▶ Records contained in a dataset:
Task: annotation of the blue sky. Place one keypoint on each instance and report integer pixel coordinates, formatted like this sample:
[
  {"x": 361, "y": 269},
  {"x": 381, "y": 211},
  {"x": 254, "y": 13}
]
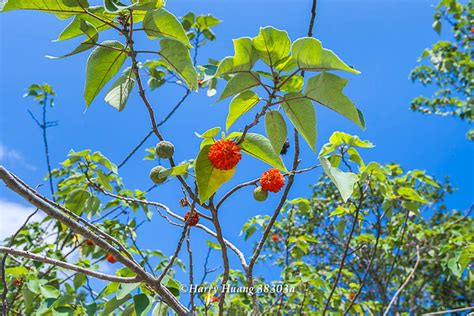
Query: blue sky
[{"x": 382, "y": 39}]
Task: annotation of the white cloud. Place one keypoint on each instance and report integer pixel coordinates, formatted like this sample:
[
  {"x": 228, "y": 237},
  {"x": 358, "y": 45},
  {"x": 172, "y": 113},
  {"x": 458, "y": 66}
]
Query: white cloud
[
  {"x": 12, "y": 156},
  {"x": 13, "y": 215}
]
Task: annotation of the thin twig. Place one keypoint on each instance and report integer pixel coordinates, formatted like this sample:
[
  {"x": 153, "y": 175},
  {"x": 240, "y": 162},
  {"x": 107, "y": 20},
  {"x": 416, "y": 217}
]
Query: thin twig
[
  {"x": 412, "y": 273},
  {"x": 65, "y": 265}
]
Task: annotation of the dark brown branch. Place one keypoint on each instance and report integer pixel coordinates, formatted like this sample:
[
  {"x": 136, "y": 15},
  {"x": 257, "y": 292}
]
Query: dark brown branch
[
  {"x": 50, "y": 208},
  {"x": 65, "y": 265}
]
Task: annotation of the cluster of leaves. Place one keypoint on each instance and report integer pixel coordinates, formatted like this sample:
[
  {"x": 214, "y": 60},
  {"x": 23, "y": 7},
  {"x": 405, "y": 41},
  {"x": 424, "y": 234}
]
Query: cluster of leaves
[
  {"x": 85, "y": 183},
  {"x": 396, "y": 211},
  {"x": 449, "y": 65}
]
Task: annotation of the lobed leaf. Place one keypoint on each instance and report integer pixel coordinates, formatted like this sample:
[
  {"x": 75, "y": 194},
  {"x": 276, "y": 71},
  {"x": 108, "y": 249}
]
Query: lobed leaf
[
  {"x": 241, "y": 104},
  {"x": 103, "y": 63},
  {"x": 301, "y": 113},
  {"x": 310, "y": 55}
]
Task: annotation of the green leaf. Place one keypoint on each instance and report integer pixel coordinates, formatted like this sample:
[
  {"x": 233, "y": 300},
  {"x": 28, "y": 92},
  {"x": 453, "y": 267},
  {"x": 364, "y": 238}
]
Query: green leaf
[
  {"x": 241, "y": 104},
  {"x": 213, "y": 245},
  {"x": 147, "y": 5},
  {"x": 340, "y": 229},
  {"x": 411, "y": 194},
  {"x": 113, "y": 304},
  {"x": 73, "y": 29},
  {"x": 301, "y": 113},
  {"x": 92, "y": 36},
  {"x": 338, "y": 138},
  {"x": 49, "y": 291},
  {"x": 176, "y": 55},
  {"x": 61, "y": 8},
  {"x": 310, "y": 55},
  {"x": 120, "y": 90},
  {"x": 103, "y": 63},
  {"x": 259, "y": 146},
  {"x": 76, "y": 200},
  {"x": 209, "y": 179},
  {"x": 92, "y": 205},
  {"x": 344, "y": 181},
  {"x": 245, "y": 57},
  {"x": 114, "y": 6},
  {"x": 162, "y": 24},
  {"x": 294, "y": 84},
  {"x": 205, "y": 22},
  {"x": 125, "y": 288},
  {"x": 17, "y": 271},
  {"x": 239, "y": 83},
  {"x": 272, "y": 45},
  {"x": 210, "y": 133},
  {"x": 326, "y": 89},
  {"x": 276, "y": 130}
]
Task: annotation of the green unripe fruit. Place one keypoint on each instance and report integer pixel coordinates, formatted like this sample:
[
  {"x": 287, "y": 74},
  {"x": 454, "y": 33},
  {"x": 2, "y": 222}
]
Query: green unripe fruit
[
  {"x": 260, "y": 194},
  {"x": 155, "y": 175},
  {"x": 164, "y": 149}
]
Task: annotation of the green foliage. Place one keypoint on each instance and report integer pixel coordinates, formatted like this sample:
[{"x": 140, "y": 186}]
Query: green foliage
[
  {"x": 241, "y": 104},
  {"x": 276, "y": 130},
  {"x": 447, "y": 65},
  {"x": 397, "y": 211},
  {"x": 208, "y": 178},
  {"x": 103, "y": 64},
  {"x": 162, "y": 24},
  {"x": 386, "y": 211}
]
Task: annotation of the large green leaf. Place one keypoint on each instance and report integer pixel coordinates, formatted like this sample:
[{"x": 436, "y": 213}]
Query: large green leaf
[
  {"x": 310, "y": 55},
  {"x": 245, "y": 57},
  {"x": 259, "y": 146},
  {"x": 103, "y": 63},
  {"x": 148, "y": 4},
  {"x": 276, "y": 130},
  {"x": 176, "y": 55},
  {"x": 61, "y": 8},
  {"x": 272, "y": 45},
  {"x": 301, "y": 113},
  {"x": 344, "y": 181},
  {"x": 73, "y": 29},
  {"x": 118, "y": 94},
  {"x": 241, "y": 104},
  {"x": 326, "y": 88},
  {"x": 92, "y": 35},
  {"x": 161, "y": 23},
  {"x": 209, "y": 179},
  {"x": 239, "y": 83}
]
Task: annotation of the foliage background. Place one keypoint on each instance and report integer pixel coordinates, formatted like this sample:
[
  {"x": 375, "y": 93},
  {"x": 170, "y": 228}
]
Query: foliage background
[{"x": 383, "y": 39}]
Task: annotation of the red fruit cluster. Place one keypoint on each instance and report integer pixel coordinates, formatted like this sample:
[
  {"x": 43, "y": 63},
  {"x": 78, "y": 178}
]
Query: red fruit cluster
[
  {"x": 111, "y": 258},
  {"x": 193, "y": 220},
  {"x": 272, "y": 180},
  {"x": 224, "y": 154}
]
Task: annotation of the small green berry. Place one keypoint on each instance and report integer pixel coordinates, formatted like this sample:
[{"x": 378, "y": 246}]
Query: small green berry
[
  {"x": 155, "y": 175},
  {"x": 260, "y": 194},
  {"x": 164, "y": 149}
]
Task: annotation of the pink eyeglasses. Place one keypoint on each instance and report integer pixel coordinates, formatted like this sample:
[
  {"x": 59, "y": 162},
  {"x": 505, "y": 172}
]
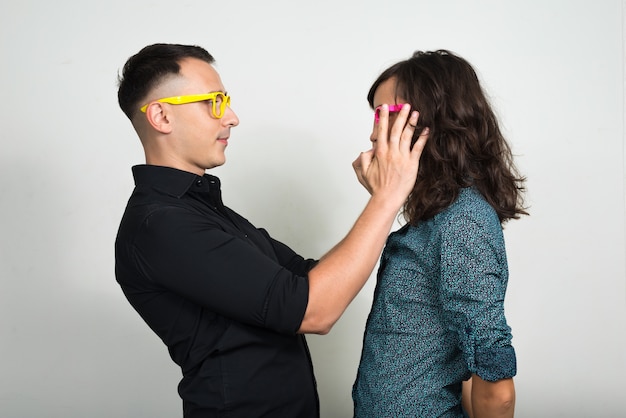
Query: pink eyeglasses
[{"x": 392, "y": 109}]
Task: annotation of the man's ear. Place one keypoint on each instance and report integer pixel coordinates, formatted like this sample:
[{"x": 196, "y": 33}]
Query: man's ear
[{"x": 159, "y": 118}]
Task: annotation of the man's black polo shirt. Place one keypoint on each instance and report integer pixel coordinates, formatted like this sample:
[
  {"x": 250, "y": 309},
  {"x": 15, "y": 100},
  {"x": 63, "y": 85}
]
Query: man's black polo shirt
[{"x": 225, "y": 297}]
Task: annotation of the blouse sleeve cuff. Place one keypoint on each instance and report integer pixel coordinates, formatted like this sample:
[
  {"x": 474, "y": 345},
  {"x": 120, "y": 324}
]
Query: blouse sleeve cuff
[{"x": 495, "y": 363}]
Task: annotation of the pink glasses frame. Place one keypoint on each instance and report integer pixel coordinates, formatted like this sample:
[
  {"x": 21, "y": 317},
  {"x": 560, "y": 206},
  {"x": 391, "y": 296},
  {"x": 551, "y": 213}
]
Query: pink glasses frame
[{"x": 392, "y": 109}]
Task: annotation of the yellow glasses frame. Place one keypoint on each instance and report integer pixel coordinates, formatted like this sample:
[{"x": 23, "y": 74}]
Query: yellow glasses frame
[{"x": 193, "y": 98}]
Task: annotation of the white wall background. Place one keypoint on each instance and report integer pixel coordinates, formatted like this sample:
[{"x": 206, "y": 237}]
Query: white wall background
[{"x": 70, "y": 344}]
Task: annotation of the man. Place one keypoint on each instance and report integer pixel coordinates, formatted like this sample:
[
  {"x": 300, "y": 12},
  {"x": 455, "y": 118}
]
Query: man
[{"x": 231, "y": 303}]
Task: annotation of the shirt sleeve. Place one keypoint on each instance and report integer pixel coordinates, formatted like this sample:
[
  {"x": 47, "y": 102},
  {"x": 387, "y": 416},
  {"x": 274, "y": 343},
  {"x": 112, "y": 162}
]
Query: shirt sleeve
[
  {"x": 474, "y": 277},
  {"x": 192, "y": 256}
]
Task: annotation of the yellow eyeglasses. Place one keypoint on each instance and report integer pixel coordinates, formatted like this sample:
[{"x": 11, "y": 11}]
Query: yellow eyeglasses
[{"x": 217, "y": 99}]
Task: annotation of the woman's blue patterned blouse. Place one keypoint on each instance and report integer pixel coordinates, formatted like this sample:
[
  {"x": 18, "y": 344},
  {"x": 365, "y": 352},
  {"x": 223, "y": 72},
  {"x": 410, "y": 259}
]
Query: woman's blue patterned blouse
[{"x": 437, "y": 315}]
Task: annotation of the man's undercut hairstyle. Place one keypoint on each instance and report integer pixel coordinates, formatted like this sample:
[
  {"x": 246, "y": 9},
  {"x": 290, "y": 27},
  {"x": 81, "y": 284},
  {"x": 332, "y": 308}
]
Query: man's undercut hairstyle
[
  {"x": 149, "y": 67},
  {"x": 465, "y": 147}
]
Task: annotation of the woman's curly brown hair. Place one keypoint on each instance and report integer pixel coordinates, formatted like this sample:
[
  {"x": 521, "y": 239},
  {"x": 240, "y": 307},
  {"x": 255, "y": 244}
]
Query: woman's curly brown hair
[{"x": 465, "y": 146}]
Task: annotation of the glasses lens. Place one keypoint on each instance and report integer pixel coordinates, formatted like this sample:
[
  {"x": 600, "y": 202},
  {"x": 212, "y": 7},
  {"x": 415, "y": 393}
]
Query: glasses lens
[{"x": 377, "y": 114}]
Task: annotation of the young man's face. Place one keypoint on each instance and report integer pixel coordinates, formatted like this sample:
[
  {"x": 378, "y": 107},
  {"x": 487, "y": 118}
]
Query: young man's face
[{"x": 200, "y": 137}]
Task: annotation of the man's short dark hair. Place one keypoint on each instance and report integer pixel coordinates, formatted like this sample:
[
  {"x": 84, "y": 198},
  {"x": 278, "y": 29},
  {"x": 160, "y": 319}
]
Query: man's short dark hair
[{"x": 147, "y": 68}]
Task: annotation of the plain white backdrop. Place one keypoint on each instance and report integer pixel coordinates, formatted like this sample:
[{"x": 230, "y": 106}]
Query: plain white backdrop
[{"x": 298, "y": 72}]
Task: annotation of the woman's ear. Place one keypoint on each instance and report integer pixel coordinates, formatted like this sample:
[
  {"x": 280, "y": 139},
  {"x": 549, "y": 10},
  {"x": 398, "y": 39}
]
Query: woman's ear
[{"x": 159, "y": 118}]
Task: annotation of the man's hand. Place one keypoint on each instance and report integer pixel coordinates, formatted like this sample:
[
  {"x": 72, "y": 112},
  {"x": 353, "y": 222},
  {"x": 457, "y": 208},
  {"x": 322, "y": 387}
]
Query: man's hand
[{"x": 389, "y": 170}]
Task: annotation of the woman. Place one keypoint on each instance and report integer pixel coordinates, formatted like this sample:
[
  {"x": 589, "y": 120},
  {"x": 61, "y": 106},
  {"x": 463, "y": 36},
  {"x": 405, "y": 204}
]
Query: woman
[{"x": 437, "y": 318}]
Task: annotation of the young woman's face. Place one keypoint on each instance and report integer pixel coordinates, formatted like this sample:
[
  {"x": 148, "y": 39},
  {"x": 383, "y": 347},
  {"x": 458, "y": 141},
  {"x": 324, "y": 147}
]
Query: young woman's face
[{"x": 385, "y": 94}]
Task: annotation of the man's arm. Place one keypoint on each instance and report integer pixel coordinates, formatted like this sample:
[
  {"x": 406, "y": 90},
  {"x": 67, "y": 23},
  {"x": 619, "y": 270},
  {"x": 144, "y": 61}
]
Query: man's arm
[
  {"x": 492, "y": 399},
  {"x": 388, "y": 173}
]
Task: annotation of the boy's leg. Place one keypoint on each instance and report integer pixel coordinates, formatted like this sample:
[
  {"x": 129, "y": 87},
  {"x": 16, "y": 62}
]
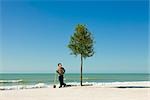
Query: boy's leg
[
  {"x": 63, "y": 81},
  {"x": 60, "y": 81}
]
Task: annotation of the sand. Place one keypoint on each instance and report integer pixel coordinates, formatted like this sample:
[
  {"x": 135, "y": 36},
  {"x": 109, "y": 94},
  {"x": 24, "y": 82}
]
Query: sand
[{"x": 77, "y": 93}]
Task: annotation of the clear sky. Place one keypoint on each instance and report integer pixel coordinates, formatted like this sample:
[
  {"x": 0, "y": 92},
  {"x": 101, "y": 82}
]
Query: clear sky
[{"x": 35, "y": 35}]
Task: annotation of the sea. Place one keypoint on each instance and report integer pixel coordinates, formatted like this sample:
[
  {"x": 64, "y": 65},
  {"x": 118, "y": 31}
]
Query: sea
[{"x": 9, "y": 81}]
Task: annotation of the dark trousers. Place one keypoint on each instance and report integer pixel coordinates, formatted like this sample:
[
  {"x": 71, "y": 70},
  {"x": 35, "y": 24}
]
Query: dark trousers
[{"x": 61, "y": 80}]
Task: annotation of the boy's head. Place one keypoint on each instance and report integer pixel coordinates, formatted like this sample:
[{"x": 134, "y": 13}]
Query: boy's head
[{"x": 59, "y": 65}]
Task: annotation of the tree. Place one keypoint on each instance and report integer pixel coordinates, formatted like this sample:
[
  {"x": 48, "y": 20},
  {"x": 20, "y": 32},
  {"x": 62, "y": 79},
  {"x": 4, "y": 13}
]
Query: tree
[{"x": 81, "y": 43}]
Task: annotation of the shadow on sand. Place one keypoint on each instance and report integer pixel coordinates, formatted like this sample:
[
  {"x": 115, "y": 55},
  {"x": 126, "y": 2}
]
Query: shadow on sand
[{"x": 132, "y": 87}]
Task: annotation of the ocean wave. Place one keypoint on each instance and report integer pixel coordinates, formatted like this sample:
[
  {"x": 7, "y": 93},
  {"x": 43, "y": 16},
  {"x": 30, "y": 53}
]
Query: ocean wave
[
  {"x": 10, "y": 81},
  {"x": 18, "y": 87},
  {"x": 101, "y": 84}
]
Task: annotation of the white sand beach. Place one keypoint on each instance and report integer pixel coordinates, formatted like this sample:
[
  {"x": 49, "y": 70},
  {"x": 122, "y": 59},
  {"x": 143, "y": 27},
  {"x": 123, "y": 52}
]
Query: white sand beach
[{"x": 77, "y": 93}]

▶ Aim of the exercise: A word-for-word restatement of the records above from the line containing "Query: ocean wave" to their final line is all the answer should hold.

▶ Your solution:
Query: ocean wave
[
  {"x": 10, "y": 81},
  {"x": 18, "y": 87},
  {"x": 101, "y": 84}
]
Task: annotation of the white sand beach. Place one keypoint on each instance and report integer pixel coordinates, formatted like this sample:
[
  {"x": 49, "y": 70},
  {"x": 122, "y": 59},
  {"x": 143, "y": 27},
  {"x": 123, "y": 52}
]
Query: white sand beach
[{"x": 77, "y": 93}]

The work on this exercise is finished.